- _RECORD EXTRACTS_:
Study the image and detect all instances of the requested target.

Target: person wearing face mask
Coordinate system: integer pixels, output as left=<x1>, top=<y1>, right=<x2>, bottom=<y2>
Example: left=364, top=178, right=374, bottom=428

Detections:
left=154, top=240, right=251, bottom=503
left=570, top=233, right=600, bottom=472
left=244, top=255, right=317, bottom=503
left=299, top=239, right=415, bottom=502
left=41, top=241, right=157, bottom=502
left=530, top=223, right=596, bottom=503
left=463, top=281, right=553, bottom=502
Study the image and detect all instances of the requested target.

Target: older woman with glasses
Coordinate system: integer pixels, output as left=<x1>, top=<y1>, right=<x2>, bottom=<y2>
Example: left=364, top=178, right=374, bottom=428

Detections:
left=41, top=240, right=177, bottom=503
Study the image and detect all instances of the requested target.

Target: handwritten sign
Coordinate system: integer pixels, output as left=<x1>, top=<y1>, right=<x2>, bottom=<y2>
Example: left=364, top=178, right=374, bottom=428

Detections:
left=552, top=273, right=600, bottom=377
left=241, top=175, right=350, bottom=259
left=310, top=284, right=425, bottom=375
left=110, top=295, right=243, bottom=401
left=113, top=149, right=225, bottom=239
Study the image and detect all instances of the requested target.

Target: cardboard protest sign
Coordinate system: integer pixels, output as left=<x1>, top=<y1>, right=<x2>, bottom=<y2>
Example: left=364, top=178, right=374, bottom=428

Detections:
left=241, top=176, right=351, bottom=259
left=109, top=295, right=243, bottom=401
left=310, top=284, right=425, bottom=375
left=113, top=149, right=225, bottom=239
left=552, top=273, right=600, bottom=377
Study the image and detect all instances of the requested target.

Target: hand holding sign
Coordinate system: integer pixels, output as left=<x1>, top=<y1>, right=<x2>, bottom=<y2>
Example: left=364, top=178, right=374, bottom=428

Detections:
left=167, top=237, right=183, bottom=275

- _WHAT IS BEING ASKED_: Write out the records above exactly, from the opening line to the line with "Target: older woman with glasses", including both, with nothing added.

- _YOUR RESPONSE_:
Study the image and detect all instances of the requested target.

Target: person wearing face mask
Coordinate system: integer pixels, output as left=<x1>, top=<y1>, right=<x2>, bottom=<y2>
Example: left=364, top=178, right=374, bottom=428

Detections:
left=154, top=240, right=251, bottom=503
left=570, top=233, right=600, bottom=472
left=244, top=255, right=317, bottom=503
left=299, top=239, right=415, bottom=502
left=41, top=241, right=157, bottom=502
left=530, top=223, right=596, bottom=503
left=463, top=281, right=553, bottom=502
Study the image and detect all instances of the requested target.

Target: older woman with glasses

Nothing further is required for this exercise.